DESCRIPTION OF THE TASK — Reproduce unchanged the lines of the records below, from the line containing "Scouting pass: put a marker on the sunlit" through the line containing "[(166, 107)]".

══ DATA TO PROCESS

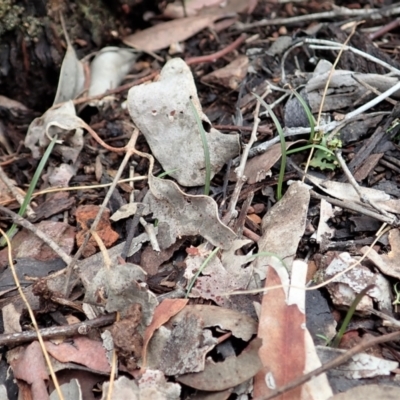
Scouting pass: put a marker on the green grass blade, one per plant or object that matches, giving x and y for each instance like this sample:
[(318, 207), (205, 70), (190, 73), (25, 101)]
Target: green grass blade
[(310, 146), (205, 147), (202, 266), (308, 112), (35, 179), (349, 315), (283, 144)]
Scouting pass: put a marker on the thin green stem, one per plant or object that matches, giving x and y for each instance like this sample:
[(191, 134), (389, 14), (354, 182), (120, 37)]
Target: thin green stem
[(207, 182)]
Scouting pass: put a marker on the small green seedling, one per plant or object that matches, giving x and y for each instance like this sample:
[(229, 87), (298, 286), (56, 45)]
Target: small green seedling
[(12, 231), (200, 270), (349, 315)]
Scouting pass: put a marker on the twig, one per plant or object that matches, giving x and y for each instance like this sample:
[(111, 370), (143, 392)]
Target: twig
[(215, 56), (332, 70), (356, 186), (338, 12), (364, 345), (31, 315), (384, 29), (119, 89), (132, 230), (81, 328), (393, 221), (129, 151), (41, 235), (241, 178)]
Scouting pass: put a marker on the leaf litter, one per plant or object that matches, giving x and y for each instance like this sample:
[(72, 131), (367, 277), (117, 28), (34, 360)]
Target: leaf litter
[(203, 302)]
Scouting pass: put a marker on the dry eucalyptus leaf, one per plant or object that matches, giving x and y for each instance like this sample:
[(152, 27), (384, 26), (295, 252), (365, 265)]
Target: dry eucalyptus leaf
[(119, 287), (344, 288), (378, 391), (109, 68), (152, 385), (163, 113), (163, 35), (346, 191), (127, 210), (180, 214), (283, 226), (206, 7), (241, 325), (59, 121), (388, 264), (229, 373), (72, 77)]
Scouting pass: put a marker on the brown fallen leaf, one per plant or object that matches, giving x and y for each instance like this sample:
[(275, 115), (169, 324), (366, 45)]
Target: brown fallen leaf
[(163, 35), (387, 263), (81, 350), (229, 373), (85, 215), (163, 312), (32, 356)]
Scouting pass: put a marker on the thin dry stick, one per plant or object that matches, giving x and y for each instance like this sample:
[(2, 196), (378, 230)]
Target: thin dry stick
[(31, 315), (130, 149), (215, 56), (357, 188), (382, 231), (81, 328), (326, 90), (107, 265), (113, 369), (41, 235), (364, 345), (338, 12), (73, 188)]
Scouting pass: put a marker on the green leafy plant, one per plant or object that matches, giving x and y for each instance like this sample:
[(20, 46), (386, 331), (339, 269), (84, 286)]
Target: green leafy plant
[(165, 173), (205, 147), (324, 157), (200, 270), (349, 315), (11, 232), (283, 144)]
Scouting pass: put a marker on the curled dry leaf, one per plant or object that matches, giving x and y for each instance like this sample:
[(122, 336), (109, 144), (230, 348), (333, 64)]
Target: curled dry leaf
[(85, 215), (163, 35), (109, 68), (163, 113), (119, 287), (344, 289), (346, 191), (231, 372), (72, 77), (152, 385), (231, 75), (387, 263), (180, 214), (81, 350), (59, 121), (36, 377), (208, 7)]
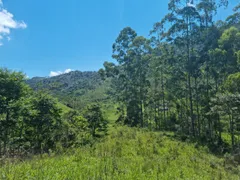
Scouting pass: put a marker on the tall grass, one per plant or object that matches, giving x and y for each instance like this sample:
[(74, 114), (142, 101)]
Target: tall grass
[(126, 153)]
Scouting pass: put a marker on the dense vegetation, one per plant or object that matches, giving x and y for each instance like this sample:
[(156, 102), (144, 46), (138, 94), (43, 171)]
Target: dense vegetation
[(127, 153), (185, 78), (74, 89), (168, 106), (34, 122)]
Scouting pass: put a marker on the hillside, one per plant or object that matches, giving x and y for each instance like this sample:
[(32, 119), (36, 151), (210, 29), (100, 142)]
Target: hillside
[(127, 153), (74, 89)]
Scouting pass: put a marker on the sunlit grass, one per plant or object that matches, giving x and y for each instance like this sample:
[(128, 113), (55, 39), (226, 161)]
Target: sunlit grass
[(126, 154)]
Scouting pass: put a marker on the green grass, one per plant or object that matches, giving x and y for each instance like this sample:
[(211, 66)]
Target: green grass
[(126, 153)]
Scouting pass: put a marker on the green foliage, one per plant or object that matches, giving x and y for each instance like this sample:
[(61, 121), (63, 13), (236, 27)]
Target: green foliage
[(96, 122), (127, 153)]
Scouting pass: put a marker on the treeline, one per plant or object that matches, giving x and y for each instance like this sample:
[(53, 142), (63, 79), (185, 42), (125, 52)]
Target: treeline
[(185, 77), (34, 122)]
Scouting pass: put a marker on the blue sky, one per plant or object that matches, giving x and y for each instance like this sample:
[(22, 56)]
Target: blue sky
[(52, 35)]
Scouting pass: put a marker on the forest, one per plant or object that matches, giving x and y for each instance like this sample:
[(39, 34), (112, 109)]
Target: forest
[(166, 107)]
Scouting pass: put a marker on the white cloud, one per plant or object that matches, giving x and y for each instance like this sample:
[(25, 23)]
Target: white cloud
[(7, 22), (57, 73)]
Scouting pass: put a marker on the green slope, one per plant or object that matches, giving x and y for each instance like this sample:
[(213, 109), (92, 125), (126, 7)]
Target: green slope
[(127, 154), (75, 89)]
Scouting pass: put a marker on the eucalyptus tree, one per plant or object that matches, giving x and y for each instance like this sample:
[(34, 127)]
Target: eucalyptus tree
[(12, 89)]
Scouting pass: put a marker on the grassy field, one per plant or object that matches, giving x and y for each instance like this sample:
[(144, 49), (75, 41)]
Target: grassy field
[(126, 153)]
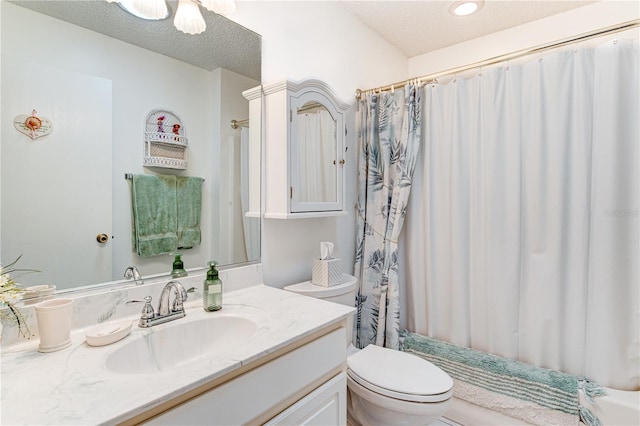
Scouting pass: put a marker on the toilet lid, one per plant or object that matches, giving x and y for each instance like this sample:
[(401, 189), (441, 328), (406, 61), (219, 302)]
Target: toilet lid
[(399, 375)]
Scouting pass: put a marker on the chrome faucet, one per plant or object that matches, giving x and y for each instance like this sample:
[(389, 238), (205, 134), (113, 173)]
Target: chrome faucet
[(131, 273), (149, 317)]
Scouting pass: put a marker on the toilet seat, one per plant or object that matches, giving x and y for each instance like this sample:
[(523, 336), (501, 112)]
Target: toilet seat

════

ANSWER TO THE PROBLEM —
Scouting pass: put a marker on the sunlit grass, one per plant or object that matches, giving x and y for each instance like this sample:
[(128, 113), (55, 39), (226, 161)]
Target: sunlit grass
[(126, 154)]
Scouting pass: put a marker on the green grass, one per plant or object that matches, giving x and y for each instance like this sample:
[(211, 66)]
Target: green grass
[(126, 153)]
Scouting pass: put a marker on the green foliage, one per plant or object that matches, giving x and y for each instance like this sample:
[(61, 121), (63, 13), (236, 27)]
Target: green foliage
[(96, 122), (127, 153)]
Scouting pass: put a marker on the treeline, one per plant or object that matches, giving x and y for each instance like this sample:
[(53, 142), (63, 79), (185, 42), (125, 52)]
Target: treeline
[(185, 77), (34, 122)]
Scouting pass: put a marker on the blue sky, one per plant or object that matches, giving x and y for each instance like this sample:
[(22, 56)]
Target: blue sky
[(52, 35)]
Scouting pass: put a marker on the forest, one per plant or object that matches, giving x and y for each instance like this sample:
[(39, 34), (112, 109)]
Target: forest
[(166, 107)]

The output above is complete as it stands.